* [Aim] Rewrite all of the data below with every "Target" changed to "Label" and nothing else altered.

* [Material provided]
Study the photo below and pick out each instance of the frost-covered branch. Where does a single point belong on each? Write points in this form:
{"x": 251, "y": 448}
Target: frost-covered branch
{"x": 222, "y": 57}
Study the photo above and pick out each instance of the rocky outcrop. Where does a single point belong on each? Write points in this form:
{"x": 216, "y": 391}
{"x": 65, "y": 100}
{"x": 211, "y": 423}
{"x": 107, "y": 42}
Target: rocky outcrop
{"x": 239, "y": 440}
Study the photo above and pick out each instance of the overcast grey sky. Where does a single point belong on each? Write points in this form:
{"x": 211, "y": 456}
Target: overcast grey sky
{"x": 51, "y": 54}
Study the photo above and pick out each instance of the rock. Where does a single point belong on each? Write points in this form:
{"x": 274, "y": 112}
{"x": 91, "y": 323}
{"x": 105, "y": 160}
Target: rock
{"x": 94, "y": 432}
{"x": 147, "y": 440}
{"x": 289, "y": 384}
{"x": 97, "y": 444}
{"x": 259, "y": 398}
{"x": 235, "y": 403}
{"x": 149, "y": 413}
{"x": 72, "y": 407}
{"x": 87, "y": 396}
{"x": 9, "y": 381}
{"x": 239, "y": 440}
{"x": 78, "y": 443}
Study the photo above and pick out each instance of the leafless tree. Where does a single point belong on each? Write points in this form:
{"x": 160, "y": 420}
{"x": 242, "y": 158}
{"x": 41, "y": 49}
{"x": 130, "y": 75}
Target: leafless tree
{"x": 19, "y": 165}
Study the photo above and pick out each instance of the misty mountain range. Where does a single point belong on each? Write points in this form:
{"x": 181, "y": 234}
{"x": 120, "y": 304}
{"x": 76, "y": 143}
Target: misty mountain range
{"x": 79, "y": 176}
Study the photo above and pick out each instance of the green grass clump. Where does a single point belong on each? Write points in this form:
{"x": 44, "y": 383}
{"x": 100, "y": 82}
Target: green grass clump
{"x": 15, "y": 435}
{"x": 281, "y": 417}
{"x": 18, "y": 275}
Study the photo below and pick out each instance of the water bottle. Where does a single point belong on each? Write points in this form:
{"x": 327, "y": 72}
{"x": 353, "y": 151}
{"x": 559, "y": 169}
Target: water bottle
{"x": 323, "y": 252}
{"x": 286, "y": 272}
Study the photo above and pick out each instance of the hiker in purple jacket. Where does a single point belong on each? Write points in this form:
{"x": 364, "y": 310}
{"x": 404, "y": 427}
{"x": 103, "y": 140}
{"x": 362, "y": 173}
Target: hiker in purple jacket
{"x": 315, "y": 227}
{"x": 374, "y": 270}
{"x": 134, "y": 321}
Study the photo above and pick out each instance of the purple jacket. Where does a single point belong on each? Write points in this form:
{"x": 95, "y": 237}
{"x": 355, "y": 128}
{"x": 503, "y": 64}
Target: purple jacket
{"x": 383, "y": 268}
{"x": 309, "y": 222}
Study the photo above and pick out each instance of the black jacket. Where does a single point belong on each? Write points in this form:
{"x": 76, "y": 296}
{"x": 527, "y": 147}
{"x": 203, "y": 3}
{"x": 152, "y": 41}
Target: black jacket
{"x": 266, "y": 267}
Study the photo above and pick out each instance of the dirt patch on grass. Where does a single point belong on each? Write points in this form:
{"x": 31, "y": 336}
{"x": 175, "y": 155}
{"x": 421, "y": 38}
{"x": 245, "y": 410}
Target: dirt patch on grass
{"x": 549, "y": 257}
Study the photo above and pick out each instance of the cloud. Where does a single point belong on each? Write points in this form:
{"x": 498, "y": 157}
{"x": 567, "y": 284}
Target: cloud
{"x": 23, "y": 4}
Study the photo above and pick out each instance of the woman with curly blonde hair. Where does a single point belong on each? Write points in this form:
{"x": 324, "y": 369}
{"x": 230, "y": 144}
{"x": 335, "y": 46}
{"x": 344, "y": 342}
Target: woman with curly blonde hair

* [The response]
Study the photo below and pick out each instance of the frost-covered branch. Where does a single point belong on each? Write points in this form:
{"x": 251, "y": 448}
Label: frost-covered branch
{"x": 222, "y": 57}
Study the photo above and pick out each instance of the rocky outcrop. Where does a single point belong on each? Write points in this form:
{"x": 216, "y": 391}
{"x": 65, "y": 100}
{"x": 211, "y": 423}
{"x": 107, "y": 42}
Label: rocky outcrop
{"x": 239, "y": 440}
Study the photo above and pick out each instance of the overcast grey sky. Where does a single point belong on each? Write points in this form:
{"x": 211, "y": 456}
Label: overcast grey sky
{"x": 51, "y": 54}
Study the photo above and pick out each instance of the rock. Where does a single point belong on each? Write points in this form:
{"x": 274, "y": 112}
{"x": 91, "y": 323}
{"x": 105, "y": 160}
Label: rock
{"x": 94, "y": 432}
{"x": 147, "y": 440}
{"x": 289, "y": 384}
{"x": 97, "y": 444}
{"x": 259, "y": 398}
{"x": 235, "y": 403}
{"x": 149, "y": 413}
{"x": 72, "y": 407}
{"x": 87, "y": 396}
{"x": 9, "y": 381}
{"x": 239, "y": 440}
{"x": 78, "y": 443}
Study the photo above and pick out each instance of the leafless tree. Where does a single point belong on each? Write points in this form:
{"x": 160, "y": 420}
{"x": 242, "y": 158}
{"x": 41, "y": 49}
{"x": 130, "y": 75}
Label: leafless tree
{"x": 19, "y": 165}
Study the photo above and pick out each instance of the misty mountain range. Where does a single point belong on each? Write points in this form:
{"x": 181, "y": 234}
{"x": 120, "y": 304}
{"x": 76, "y": 143}
Label: misty mountain range
{"x": 79, "y": 176}
Study the photo above and pick out each instance of the green grass clump. Where does a single point belong on each? Write points in this form:
{"x": 44, "y": 383}
{"x": 100, "y": 82}
Label: green grass clump
{"x": 15, "y": 435}
{"x": 281, "y": 417}
{"x": 18, "y": 275}
Study the photo below and pick out each instance of the water bottle. Where does a single point belong on each? Write points in this form:
{"x": 327, "y": 72}
{"x": 353, "y": 151}
{"x": 559, "y": 169}
Label: water bottle
{"x": 323, "y": 252}
{"x": 286, "y": 272}
Study the photo above and pick out each instance of the hiker in purple jacket. Where does a single point belong on each? Write points in this form:
{"x": 364, "y": 310}
{"x": 404, "y": 427}
{"x": 103, "y": 140}
{"x": 362, "y": 173}
Label: hiker in purple jacket
{"x": 315, "y": 227}
{"x": 374, "y": 270}
{"x": 134, "y": 321}
Study the photo above and pick out each instance of the purple jacket. Where does a single point belong on each? Write points in this form:
{"x": 95, "y": 237}
{"x": 355, "y": 128}
{"x": 503, "y": 64}
Label: purple jacket
{"x": 383, "y": 268}
{"x": 309, "y": 222}
Study the photo above and pick out each instance of the black jacket. Where does a single point belong on each? Write points in this form:
{"x": 76, "y": 296}
{"x": 527, "y": 147}
{"x": 203, "y": 3}
{"x": 152, "y": 41}
Label: black jacket
{"x": 266, "y": 267}
Study the photo above and pick out each instance of the dirt patch on grass. Where does a single point belong on each? Write points in this form:
{"x": 31, "y": 336}
{"x": 175, "y": 155}
{"x": 421, "y": 38}
{"x": 245, "y": 410}
Label: dirt patch on grass
{"x": 549, "y": 257}
Study the photo above and pick out each instance of the cloud. Where does a single point belong on each? Write points in this form:
{"x": 498, "y": 157}
{"x": 567, "y": 284}
Label: cloud
{"x": 23, "y": 4}
Study the photo above and pick out each instance of the woman with curly blonde hair. Where does a single point belong on each? Write points in this form:
{"x": 324, "y": 369}
{"x": 230, "y": 144}
{"x": 335, "y": 46}
{"x": 344, "y": 342}
Label: woman with curly blonde hair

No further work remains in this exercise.